◆ **What this exercise asks**:
**a)** Output the passage of the article on the ACP's healthcare endorsement from "The ACP’s board" up to and including "and medical students.".
**b)** Rewrite the paragraph of the article on the ACP's healthcare endorsement that begins "It is a break from previous ACP policy" as a short bulleted list that keeps its main facts.

◆ **Document section**:
++++++++

ACP Backs Single-Payer Healthcare

Alicia Ault noted that The American College of Physicians (ACP) is backing both a single-payer system and a public option that retains private insurance as the best ways to ensure that all Americans have healthcare.

The ACP’s endorsement comes as part of a broad proposal to overhaul the US healthcare system, published today in the Annals of Internal Medicine.

Rather than continue to react to others’ proposals, the ACP decided, “we are going to stick our necks out and put forward what we think is a better way,” Bob Doherty, ACP senior vice president for governmental affairs and public policy, told Medscape Medical News. 

It is a break from previous ACP policy — which never explicitly backed single payer — and with other physician organizations, including the American Medical Association and the American Academy of Family Physicians, both of which have declined to back a single-payer healthcare system.

The ACP’s board of regents endorsed the overhaul proposal in November, and Doherty said he was confident that it had the backing of the majority of the organization’s 159,000 internists and medical students.

Physicians for a National Health Program (PNHP) applauded the ACP’s policy shift.

“For a century, most US medical organizations opposed national health insurance,” PNHP cofounders Steffie Woolhandler, MD, and David Himmelstein, MD, write in an Annals editorial. “The endorsement by the American College of Physicians (ACP) of single-payer reform marks a sea change from this unfortunate tradition,” they say.

No Political Endorsement

The ACP timed its announcement to come just before the first major presidential primary contests in Iowa (February 3) and New Hampshire (February 11), but the organization is not backing any candidate’s healthcare proposal.

“We know that election years, particularly presidential election years, create an opportunity to engage in discussion about the future of public policy,” Doherty said, adding that healthcare, and in particular affordability, rank among voters’ top concerns.

++++++++

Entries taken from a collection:
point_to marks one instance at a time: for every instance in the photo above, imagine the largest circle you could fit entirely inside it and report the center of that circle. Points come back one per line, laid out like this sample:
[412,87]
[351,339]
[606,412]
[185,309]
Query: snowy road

++++++++

◆ **Results by task**:
**a)**
The ACP’s board of regents endorsed the overhaul proposal in November, and Doherty said he was confident that it had the backing of the majority of the organization’s 159,000 internists and medical students.

**b)**
- The endorsement breaks with previous ACP policy, which never explicitly backed single payer.
- It also departs from other physician organizations, including the American Medical Association and the American Academy of Family Physicians.
- Both of those organizations have declined to back a single-payer healthcare system.